### Your task
An exact copy of every record below is needed, with all pictures removed.

### Input data
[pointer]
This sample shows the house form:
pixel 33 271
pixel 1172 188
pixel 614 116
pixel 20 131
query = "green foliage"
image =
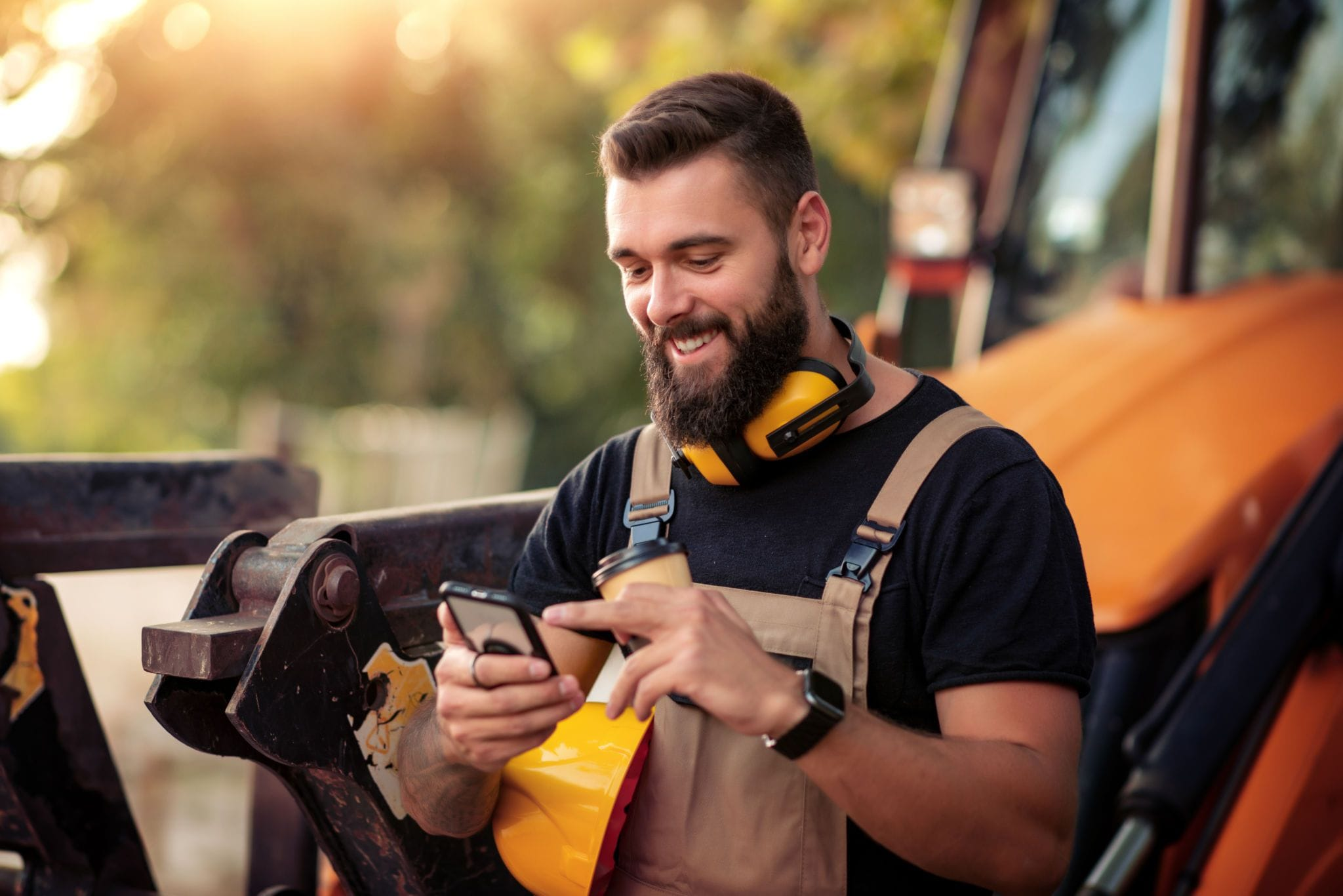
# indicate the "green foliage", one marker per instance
pixel 296 207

### Answer to this task
[pointer]
This sample shows the house form:
pixel 33 271
pixel 1172 188
pixel 614 116
pixel 20 131
query = "green foliage"
image =
# indicate the "green foliage", one marker per instance
pixel 296 207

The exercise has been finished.